▶ _Exercise objective_:
Below are the records; collect from them each line containing the string "structure".

┌─ Information given

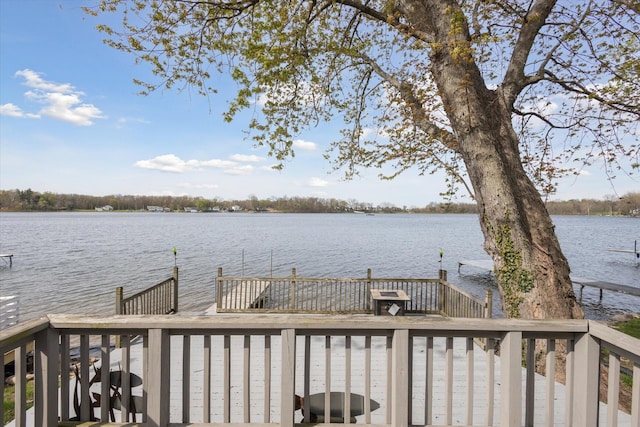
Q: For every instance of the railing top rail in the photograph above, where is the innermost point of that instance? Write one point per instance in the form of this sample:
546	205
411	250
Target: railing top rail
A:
15	334
332	279
625	343
311	322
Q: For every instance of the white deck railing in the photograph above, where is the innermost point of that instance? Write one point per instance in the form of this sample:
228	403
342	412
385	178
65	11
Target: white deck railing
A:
246	369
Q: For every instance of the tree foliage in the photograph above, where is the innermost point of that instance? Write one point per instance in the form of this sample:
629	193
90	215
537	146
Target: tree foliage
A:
501	94
568	69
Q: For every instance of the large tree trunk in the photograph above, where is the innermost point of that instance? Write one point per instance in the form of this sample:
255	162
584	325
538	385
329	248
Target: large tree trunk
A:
531	271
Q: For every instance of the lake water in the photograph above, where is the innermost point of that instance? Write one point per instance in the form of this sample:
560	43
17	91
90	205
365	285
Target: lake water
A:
72	262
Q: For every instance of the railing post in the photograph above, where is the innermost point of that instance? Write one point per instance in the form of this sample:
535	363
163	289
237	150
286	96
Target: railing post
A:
175	290
219	289
587	381
511	379
488	300
157	384
368	296
287	383
400	379
119	300
46	359
119	310
292	291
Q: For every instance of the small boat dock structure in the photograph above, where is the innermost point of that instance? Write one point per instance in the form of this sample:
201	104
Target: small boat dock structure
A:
486	264
635	251
4	257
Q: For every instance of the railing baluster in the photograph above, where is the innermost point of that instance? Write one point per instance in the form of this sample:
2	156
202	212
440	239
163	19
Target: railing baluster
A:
635	396
530	383
287	383
585	403
613	389
448	387
267	378
105	377
65	364
157	382
490	380
20	388
470	382
186	378
85	399
246	375
327	378
125	379
569	382
400	377
511	379
347	379
551	381
227	380
428	404
206	376
367	379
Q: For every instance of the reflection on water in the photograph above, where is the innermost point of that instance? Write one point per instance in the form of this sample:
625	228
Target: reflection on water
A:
72	262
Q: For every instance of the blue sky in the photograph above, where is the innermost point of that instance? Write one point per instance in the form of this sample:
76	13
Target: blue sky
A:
72	122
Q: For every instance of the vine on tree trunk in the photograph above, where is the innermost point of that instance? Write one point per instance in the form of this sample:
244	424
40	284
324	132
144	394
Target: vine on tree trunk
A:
513	278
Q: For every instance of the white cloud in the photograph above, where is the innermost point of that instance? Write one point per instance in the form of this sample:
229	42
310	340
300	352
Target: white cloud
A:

└─

▶ _Response area_:
Q: For every instance of the small boat dock structure in the photograph above, where is the innermost point of that instance? Write one point per instance in the form of this sample:
Target: small boat dock structure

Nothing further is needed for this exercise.